- EXERCISE -
Write exactly, with no line omitted or added, the span beginning at the line that holds "Please indicate the bunch" and ending at the last line of the records.

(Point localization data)
━━━
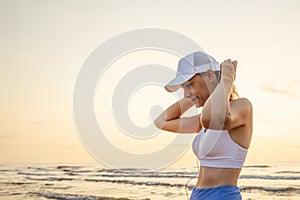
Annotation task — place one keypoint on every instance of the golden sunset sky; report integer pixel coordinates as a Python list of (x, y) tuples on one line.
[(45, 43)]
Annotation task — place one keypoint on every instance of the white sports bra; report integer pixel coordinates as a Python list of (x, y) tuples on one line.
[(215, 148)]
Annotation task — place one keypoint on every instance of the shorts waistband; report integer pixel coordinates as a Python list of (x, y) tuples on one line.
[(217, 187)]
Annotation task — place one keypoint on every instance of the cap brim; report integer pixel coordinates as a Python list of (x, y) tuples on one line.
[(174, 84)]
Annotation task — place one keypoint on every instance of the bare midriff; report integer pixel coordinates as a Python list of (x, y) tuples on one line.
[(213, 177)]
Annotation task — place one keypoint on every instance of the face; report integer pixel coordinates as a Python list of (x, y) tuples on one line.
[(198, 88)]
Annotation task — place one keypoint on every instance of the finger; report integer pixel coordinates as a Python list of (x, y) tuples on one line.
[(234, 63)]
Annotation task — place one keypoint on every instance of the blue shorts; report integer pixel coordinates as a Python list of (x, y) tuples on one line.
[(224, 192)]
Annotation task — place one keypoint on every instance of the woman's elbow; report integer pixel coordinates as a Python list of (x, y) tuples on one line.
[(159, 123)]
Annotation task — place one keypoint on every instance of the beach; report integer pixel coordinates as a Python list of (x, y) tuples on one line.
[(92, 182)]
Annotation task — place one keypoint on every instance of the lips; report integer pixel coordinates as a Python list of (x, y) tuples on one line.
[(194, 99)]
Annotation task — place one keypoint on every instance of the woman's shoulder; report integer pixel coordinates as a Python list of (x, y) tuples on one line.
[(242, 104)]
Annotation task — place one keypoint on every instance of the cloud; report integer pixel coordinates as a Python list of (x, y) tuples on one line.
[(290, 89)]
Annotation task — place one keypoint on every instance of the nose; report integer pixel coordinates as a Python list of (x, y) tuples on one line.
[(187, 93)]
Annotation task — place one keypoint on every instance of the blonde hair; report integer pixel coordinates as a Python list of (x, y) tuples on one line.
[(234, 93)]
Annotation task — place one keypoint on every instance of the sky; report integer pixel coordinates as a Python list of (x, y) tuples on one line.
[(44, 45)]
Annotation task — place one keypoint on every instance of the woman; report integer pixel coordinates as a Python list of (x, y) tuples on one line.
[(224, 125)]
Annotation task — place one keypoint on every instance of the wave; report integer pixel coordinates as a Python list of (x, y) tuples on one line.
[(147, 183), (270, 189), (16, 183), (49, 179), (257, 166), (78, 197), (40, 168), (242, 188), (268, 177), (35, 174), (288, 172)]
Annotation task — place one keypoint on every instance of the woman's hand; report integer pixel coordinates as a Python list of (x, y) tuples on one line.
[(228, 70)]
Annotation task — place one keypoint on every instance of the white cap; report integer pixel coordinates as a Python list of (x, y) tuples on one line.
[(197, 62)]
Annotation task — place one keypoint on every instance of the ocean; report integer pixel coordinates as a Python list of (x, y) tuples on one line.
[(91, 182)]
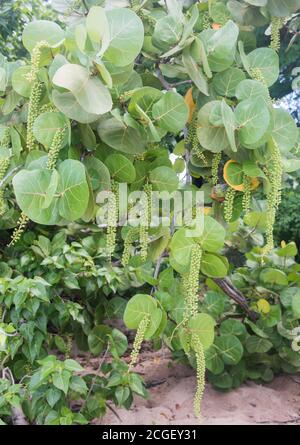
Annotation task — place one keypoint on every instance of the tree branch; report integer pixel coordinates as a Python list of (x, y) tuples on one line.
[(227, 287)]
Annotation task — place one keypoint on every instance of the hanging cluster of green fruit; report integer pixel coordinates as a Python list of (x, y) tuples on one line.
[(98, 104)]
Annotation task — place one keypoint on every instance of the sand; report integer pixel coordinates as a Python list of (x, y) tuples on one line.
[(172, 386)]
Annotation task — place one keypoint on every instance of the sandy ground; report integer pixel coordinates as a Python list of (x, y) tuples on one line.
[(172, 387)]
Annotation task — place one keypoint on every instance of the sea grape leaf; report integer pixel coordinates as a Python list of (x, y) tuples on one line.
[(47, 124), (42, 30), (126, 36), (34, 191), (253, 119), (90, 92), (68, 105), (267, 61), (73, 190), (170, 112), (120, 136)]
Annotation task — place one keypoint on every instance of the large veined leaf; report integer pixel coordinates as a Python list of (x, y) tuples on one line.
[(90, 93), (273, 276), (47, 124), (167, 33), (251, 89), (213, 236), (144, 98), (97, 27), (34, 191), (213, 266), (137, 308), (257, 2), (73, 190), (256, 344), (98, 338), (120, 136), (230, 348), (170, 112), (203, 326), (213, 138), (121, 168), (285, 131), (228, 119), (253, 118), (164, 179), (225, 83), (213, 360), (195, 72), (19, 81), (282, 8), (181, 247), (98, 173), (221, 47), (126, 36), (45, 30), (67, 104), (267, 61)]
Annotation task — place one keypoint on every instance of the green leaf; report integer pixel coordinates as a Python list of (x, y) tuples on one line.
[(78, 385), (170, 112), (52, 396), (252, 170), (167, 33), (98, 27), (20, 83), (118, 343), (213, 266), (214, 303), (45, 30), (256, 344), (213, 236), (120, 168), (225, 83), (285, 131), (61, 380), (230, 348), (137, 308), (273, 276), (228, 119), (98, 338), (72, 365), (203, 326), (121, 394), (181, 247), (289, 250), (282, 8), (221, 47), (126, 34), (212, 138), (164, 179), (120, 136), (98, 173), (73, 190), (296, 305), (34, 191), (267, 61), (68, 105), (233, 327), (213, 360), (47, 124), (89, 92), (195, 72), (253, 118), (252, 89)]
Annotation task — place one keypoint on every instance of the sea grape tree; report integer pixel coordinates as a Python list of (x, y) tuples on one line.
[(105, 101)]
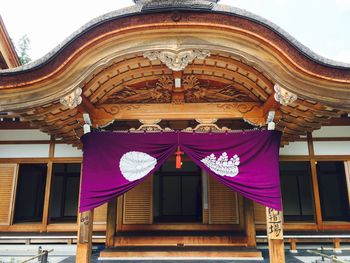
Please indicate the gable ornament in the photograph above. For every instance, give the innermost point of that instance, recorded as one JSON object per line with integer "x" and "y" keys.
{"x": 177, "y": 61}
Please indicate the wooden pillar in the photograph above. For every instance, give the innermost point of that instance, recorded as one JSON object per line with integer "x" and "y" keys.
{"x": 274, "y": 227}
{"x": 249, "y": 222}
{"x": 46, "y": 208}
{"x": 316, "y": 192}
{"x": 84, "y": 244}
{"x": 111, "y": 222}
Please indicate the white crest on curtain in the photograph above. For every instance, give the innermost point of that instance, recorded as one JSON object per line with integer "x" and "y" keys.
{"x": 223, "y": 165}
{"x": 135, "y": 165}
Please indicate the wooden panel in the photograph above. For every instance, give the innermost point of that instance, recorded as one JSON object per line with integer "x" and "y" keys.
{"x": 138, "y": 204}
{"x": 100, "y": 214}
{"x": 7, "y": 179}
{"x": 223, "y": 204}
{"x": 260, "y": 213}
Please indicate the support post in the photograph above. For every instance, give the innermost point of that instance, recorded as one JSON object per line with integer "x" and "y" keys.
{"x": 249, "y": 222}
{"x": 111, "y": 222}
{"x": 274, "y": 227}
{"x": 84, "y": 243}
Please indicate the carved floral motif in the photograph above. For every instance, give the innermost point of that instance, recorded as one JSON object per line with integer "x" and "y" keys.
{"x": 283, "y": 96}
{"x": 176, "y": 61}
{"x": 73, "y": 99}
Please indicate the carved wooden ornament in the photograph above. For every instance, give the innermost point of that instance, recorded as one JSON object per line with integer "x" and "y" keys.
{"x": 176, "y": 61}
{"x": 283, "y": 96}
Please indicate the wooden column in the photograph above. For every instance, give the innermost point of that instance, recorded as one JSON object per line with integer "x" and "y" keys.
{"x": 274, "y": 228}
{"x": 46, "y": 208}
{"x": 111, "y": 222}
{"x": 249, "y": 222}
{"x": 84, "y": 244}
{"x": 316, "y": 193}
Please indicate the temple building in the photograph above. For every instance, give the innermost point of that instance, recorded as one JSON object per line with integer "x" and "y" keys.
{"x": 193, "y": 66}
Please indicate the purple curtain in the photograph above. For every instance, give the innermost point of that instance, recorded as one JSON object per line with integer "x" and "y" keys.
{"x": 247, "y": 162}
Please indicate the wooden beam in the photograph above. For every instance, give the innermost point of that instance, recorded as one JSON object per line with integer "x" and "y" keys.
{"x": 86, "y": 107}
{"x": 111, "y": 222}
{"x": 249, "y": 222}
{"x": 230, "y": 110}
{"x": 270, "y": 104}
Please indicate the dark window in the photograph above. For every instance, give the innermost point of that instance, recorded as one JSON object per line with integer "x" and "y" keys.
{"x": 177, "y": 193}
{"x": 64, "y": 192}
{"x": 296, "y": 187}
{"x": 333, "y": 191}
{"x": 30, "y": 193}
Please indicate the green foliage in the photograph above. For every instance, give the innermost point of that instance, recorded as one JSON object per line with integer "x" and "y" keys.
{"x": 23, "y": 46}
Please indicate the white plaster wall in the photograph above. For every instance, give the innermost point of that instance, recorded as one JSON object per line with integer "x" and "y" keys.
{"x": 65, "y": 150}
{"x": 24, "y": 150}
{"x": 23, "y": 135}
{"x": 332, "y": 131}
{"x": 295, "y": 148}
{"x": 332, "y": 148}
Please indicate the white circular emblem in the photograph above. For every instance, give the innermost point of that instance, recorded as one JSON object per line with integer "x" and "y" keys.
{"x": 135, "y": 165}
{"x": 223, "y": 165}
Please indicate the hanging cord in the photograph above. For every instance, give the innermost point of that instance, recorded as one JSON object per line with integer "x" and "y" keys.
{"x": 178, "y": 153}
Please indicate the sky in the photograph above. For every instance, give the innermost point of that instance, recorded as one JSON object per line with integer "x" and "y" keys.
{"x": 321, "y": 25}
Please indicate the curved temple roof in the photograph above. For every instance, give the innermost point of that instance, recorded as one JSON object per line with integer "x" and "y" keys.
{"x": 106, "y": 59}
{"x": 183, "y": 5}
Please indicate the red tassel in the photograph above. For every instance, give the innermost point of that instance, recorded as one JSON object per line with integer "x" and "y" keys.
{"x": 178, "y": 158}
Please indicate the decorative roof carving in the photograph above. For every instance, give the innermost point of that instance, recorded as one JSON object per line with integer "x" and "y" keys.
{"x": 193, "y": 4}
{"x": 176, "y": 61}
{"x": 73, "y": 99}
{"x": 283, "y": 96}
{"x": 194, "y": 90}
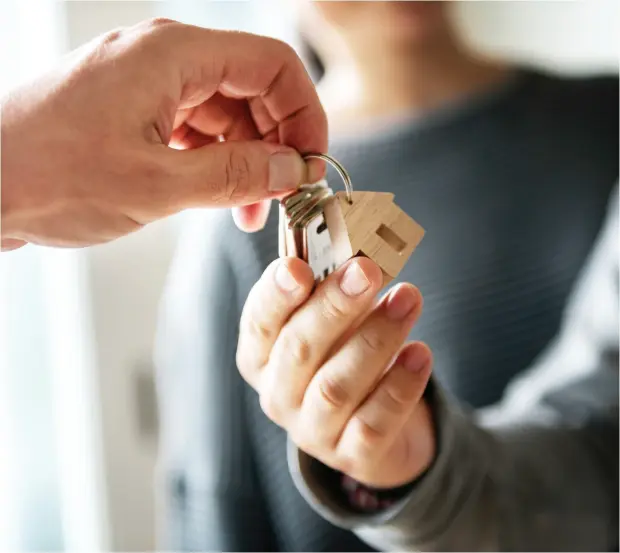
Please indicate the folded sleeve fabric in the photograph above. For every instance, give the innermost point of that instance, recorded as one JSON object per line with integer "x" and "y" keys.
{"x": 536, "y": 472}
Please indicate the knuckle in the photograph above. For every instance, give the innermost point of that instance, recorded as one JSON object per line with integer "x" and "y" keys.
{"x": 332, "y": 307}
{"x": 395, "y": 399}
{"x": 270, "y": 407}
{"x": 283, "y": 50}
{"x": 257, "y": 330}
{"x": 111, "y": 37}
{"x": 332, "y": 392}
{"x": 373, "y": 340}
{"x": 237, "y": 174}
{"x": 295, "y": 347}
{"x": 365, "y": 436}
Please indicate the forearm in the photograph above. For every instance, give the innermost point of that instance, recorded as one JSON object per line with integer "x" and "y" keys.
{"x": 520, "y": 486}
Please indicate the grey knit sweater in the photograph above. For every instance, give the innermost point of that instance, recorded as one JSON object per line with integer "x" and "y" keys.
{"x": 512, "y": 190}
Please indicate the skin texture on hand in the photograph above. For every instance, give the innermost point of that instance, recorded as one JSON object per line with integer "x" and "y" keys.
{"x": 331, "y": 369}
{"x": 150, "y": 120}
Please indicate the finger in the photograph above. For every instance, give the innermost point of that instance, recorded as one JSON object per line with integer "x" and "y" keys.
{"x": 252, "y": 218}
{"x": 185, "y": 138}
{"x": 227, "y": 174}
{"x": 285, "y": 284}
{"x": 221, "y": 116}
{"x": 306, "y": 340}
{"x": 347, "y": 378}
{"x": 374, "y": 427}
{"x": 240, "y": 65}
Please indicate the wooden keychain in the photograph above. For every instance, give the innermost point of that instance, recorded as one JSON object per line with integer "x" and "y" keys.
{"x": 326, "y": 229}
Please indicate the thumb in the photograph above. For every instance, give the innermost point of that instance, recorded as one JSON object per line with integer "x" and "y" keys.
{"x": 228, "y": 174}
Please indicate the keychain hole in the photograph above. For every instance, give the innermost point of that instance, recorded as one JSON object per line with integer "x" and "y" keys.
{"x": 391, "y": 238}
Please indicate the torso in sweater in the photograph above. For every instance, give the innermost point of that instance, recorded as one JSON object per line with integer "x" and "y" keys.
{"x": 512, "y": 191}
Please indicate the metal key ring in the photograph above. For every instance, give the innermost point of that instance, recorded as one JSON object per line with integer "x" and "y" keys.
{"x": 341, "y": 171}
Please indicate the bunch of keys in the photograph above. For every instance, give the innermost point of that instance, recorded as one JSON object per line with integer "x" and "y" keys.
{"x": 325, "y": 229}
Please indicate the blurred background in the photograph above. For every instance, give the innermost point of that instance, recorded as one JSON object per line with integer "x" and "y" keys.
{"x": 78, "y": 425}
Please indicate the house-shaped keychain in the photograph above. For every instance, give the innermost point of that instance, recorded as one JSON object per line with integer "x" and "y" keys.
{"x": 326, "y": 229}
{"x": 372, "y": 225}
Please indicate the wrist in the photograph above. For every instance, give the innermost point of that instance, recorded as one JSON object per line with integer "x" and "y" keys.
━━━
- RESULT OF THIS EXERCISE -
Please indicate the bunch of keys in the photograph above. For every instance, give the innermost point of that instance, recorded as one JSON object per line with integer "x" and "y" keys.
{"x": 325, "y": 229}
Please indicate the blurred background in the photograph above. For every instance, give the innermost point of that instance, recorded as one JSON object per line with integer "x" and "y" keys.
{"x": 78, "y": 425}
Please indicate the house-shaped keychain in the photograph above. For every instance, give the innermost point of that instance, recorded as one JSON object per line with integer "x" and "y" keys.
{"x": 326, "y": 229}
{"x": 372, "y": 225}
Please indicate the wrist in the photograph above. For every instance, give the innermost point of that instance, recorded as one JSON object per line with integer "x" and "y" keys.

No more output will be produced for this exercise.